• _Exercise_
Find every line in the listing below that contains the word "jacket", and copy each of those lines.
----- Information shown -----
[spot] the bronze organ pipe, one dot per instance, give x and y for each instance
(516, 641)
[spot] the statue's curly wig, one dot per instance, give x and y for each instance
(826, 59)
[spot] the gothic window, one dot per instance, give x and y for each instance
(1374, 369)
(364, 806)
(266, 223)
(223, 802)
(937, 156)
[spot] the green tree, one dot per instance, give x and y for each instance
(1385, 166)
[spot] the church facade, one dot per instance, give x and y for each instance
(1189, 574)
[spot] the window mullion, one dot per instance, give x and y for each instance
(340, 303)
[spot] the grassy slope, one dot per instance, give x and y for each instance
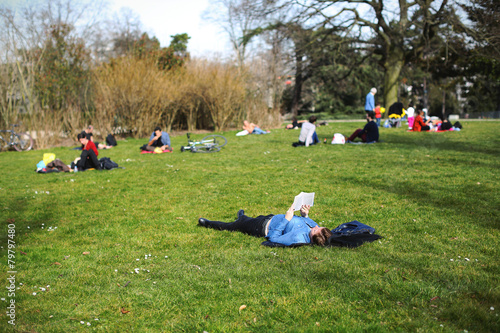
(433, 196)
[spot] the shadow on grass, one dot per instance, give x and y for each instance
(479, 205)
(439, 141)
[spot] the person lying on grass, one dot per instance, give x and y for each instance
(286, 229)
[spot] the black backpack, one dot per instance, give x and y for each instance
(107, 164)
(110, 140)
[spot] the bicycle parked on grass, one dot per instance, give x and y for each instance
(20, 141)
(209, 144)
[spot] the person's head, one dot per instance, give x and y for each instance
(319, 235)
(82, 138)
(89, 129)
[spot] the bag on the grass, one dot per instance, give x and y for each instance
(111, 140)
(338, 139)
(107, 164)
(59, 165)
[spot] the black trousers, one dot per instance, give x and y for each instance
(88, 160)
(254, 226)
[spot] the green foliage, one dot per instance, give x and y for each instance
(432, 196)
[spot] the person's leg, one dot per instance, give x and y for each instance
(248, 225)
(355, 134)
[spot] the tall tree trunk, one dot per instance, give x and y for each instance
(297, 91)
(392, 66)
(443, 109)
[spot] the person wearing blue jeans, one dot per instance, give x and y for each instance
(286, 229)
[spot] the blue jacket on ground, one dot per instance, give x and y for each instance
(370, 102)
(165, 139)
(290, 232)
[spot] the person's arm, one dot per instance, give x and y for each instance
(304, 210)
(165, 139)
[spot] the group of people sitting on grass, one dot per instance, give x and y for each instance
(367, 134)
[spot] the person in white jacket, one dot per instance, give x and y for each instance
(308, 134)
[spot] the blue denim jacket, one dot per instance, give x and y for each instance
(290, 232)
(165, 139)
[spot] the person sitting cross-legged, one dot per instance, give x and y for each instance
(158, 139)
(88, 158)
(369, 133)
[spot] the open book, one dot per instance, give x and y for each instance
(303, 199)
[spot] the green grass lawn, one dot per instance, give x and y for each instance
(434, 197)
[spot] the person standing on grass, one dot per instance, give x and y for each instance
(88, 158)
(286, 229)
(308, 134)
(369, 133)
(370, 100)
(158, 139)
(378, 114)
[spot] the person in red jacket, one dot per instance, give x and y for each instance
(88, 158)
(419, 124)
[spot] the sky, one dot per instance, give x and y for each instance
(163, 18)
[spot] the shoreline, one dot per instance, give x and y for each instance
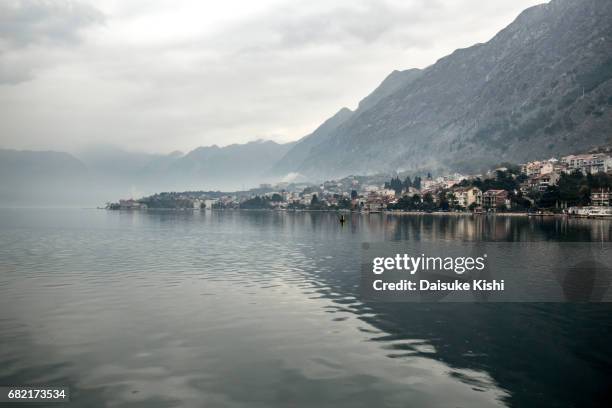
(384, 212)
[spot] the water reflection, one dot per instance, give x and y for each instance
(263, 309)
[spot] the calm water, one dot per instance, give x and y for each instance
(262, 309)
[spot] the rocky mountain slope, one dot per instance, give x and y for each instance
(541, 86)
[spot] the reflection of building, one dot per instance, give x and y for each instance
(601, 198)
(495, 198)
(543, 181)
(131, 205)
(588, 163)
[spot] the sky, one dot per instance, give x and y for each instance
(160, 76)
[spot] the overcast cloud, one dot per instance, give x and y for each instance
(159, 75)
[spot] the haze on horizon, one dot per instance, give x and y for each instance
(159, 76)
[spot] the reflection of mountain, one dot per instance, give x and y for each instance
(510, 342)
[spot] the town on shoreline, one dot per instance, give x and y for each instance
(579, 185)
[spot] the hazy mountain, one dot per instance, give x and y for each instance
(38, 179)
(301, 149)
(540, 87)
(230, 167)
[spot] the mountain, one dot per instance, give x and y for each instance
(103, 173)
(540, 87)
(303, 147)
(40, 178)
(230, 167)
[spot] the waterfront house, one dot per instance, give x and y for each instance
(466, 196)
(601, 198)
(495, 199)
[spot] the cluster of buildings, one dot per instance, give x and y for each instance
(372, 194)
(546, 173)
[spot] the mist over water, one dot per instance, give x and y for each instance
(263, 309)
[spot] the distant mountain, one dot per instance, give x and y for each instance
(541, 86)
(103, 173)
(301, 151)
(230, 167)
(40, 178)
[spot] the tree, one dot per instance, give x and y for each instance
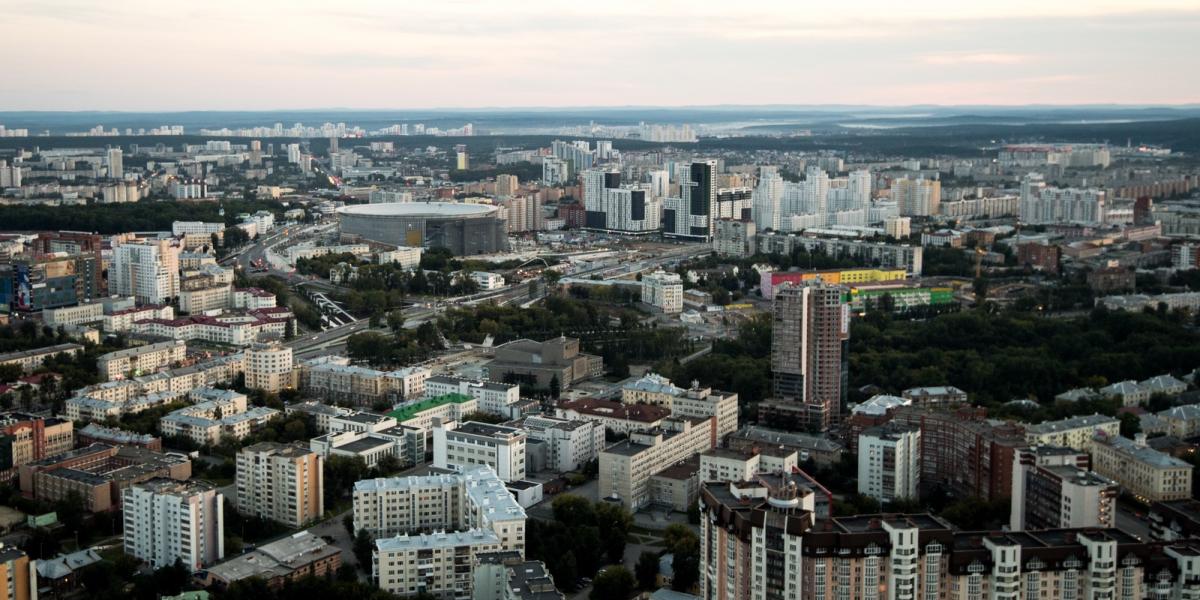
(616, 583)
(647, 570)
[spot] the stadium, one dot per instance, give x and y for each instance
(463, 228)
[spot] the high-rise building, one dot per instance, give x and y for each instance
(1053, 489)
(889, 462)
(147, 270)
(281, 483)
(115, 163)
(168, 520)
(917, 197)
(809, 336)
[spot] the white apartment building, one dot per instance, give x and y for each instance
(487, 281)
(167, 520)
(1053, 489)
(1075, 432)
(405, 256)
(269, 367)
(1141, 471)
(141, 359)
(627, 467)
(462, 447)
(663, 291)
(493, 397)
(569, 444)
(889, 462)
(79, 315)
(145, 270)
(281, 483)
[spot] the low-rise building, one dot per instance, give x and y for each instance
(627, 467)
(281, 483)
(1141, 471)
(462, 447)
(493, 397)
(569, 444)
(889, 462)
(1075, 432)
(168, 521)
(538, 364)
(616, 417)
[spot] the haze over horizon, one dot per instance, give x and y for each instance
(369, 55)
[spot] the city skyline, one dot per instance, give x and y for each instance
(369, 55)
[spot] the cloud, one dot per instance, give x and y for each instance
(976, 58)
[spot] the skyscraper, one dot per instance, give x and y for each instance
(115, 163)
(808, 357)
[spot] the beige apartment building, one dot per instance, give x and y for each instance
(627, 467)
(280, 481)
(1141, 471)
(141, 360)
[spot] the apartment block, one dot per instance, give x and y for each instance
(281, 483)
(567, 445)
(627, 467)
(269, 367)
(1141, 471)
(1054, 489)
(168, 521)
(462, 447)
(493, 397)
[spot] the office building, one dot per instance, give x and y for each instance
(168, 521)
(663, 292)
(889, 462)
(1146, 473)
(18, 577)
(735, 238)
(281, 483)
(269, 367)
(1053, 489)
(917, 197)
(628, 466)
(461, 447)
(809, 336)
(1074, 432)
(145, 270)
(141, 359)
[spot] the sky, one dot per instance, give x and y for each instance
(365, 54)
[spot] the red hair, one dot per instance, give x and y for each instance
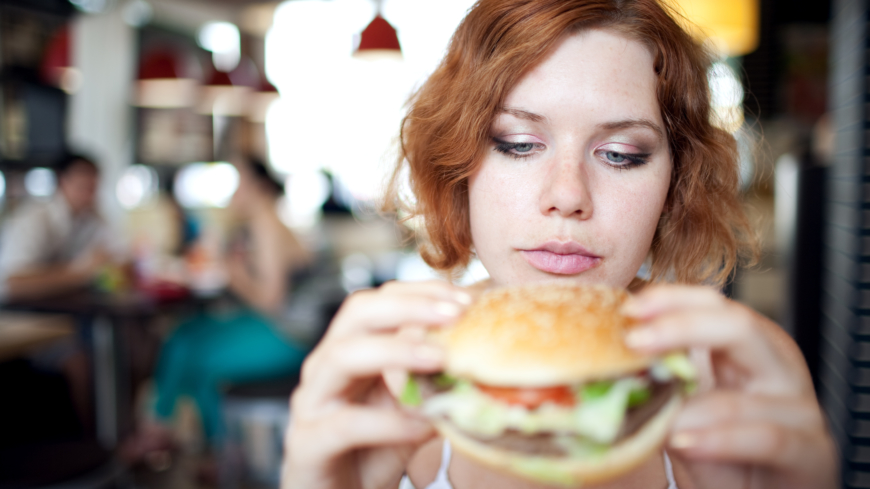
(702, 232)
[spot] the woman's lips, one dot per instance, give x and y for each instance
(559, 258)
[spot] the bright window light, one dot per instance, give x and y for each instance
(352, 107)
(137, 185)
(199, 185)
(305, 193)
(224, 42)
(40, 182)
(726, 93)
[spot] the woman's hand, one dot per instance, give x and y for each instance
(346, 430)
(758, 424)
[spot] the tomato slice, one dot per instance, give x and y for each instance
(530, 397)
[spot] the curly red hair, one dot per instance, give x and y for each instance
(703, 231)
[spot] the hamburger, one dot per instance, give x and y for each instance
(538, 383)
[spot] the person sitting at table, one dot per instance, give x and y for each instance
(211, 350)
(56, 245)
(53, 246)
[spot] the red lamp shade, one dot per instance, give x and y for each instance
(261, 101)
(161, 82)
(56, 68)
(158, 65)
(379, 39)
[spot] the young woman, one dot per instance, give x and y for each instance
(210, 350)
(568, 140)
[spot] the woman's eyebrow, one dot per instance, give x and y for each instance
(633, 123)
(522, 114)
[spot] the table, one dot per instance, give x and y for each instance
(106, 313)
(22, 332)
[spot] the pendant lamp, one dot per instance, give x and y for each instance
(162, 84)
(378, 41)
(261, 100)
(731, 26)
(56, 68)
(227, 94)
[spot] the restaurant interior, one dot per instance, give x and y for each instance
(170, 109)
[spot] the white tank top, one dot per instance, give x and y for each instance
(442, 482)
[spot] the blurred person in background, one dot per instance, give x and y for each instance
(211, 350)
(54, 246)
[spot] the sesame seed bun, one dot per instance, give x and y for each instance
(541, 335)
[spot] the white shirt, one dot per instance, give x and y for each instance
(46, 233)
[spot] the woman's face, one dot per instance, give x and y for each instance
(578, 167)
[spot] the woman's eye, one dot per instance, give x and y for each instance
(624, 160)
(518, 150)
(523, 147)
(614, 157)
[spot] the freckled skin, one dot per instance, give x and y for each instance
(566, 190)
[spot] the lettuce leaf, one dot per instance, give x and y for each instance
(411, 394)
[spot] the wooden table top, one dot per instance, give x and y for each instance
(21, 332)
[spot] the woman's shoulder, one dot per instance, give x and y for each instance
(424, 464)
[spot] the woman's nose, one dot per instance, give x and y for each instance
(565, 190)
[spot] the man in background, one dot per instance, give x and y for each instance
(57, 245)
(53, 246)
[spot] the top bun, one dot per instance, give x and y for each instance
(544, 334)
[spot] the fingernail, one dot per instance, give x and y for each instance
(683, 440)
(640, 338)
(428, 353)
(463, 298)
(448, 309)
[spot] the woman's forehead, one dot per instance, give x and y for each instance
(599, 72)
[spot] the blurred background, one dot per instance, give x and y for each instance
(175, 112)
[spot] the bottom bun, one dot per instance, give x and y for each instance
(570, 471)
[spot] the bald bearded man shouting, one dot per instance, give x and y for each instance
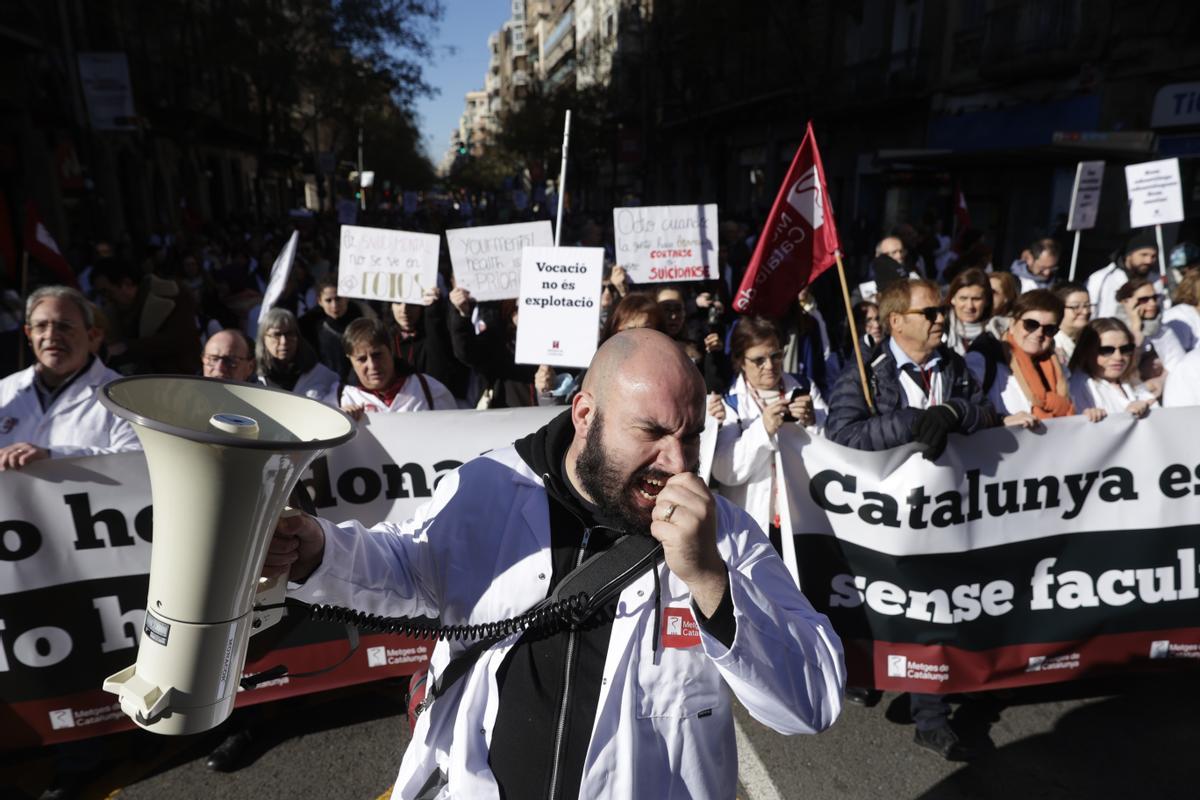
-----
• _Expected output_
[spot] the blue jacket on ground, one dot per instance, give x and y for each instance
[spot] the person in white jacket, one dot per instance, give x and y for each instance
[spot] the blue denim jacket, one dot per instance, give x and y for each instance
[spot] the person in red jacket, one dot per instance, give x and y for each instance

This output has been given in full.